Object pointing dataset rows

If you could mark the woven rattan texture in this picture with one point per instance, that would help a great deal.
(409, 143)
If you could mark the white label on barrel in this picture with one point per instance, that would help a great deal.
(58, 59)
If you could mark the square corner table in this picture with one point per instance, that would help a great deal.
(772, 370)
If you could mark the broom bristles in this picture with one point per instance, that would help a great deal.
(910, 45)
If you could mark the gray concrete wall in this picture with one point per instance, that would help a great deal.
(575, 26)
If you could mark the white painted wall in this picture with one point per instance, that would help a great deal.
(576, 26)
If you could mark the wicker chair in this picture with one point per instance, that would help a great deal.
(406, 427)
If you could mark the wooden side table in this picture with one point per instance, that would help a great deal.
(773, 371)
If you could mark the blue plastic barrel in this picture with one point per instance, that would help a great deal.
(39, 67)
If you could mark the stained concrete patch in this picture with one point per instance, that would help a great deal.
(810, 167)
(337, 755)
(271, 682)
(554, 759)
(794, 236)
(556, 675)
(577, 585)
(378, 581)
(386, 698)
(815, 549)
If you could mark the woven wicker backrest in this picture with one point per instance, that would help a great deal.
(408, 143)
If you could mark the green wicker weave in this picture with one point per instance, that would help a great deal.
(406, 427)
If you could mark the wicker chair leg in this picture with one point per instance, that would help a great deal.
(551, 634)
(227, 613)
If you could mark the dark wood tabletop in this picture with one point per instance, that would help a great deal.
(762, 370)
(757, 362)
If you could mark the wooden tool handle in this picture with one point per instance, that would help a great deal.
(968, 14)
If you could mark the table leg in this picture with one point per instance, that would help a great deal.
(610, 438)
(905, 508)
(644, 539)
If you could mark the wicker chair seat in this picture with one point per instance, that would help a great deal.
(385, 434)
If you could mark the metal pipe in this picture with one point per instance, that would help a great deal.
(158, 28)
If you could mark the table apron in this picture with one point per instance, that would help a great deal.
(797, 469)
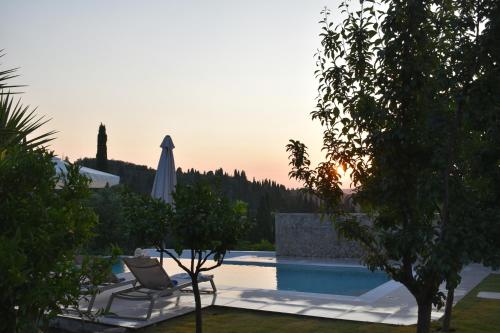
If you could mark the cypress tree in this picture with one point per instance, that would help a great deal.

**Do this**:
Restate the entire listing word for word, excluding pictures.

**Exercise result**:
If you could mark the woven rattan texture in this picture with one point per instance, that would help a great deal.
(409, 143)
If you could mark the white label on barrel in this picture with one point per instance, that would help a great deal.
(58, 59)
If you could mark the square corner table in this picture with one point per instance, that would help a great deal.
(772, 370)
If you could mark the broom bristles in this picture with one point per instance, that would help a great deal.
(910, 45)
If you could mark the gray concrete wall in this picture with one point per instance, that would help a great deal.
(575, 26)
If you could mark the white painted wall in this picture with one point per instance, that would help a great deal.
(576, 26)
If you could mark the wicker chair in this picture with one point per instance, that would help a great deal.
(406, 427)
If you could mark the wooden side table in this picture with one point per instance, that would help a great deal.
(773, 371)
If you could mark the blue plastic barrel in this picture with one point per instance, that would help a great deal.
(39, 67)
If you could mark the stained concrete patch in this picture with one point per instance, that would help a great deal.
(810, 167)
(337, 755)
(271, 682)
(554, 759)
(794, 236)
(556, 675)
(577, 585)
(378, 581)
(386, 698)
(815, 549)
If you could mark the woven wicker backrest in this picture with one point per instance, that would help a great deal.
(408, 143)
If you could mark the green wicker weave in this picture with one point per instance, that would help a great deal.
(406, 427)
If you could mark the wicker chair leg in this picture with one point per instance, that would help a great deal.
(551, 634)
(227, 613)
If you could mark the dark wood tabletop in this picture with one point per instance, that would help a great deal.
(762, 370)
(757, 362)
If you could mark the wooden tool handle in this picture with one point per instance, that would help a great deal.
(968, 14)
If you could mark the table leg in this picture with one point per instance, that would help a great deal.
(610, 438)
(905, 508)
(644, 539)
If you could mark the wicker chair seat in this picture with one point per instance, that would help a great deal.
(385, 434)
If you could mark the metal pipe in this picture with one point per instance, that would help a great deal.
(158, 28)
If you could mark the table apron in this picture with one point per instance, that would help a great deal.
(797, 469)
If you could mark the cypress tree in this picture with one point per instance, that would help a great deal.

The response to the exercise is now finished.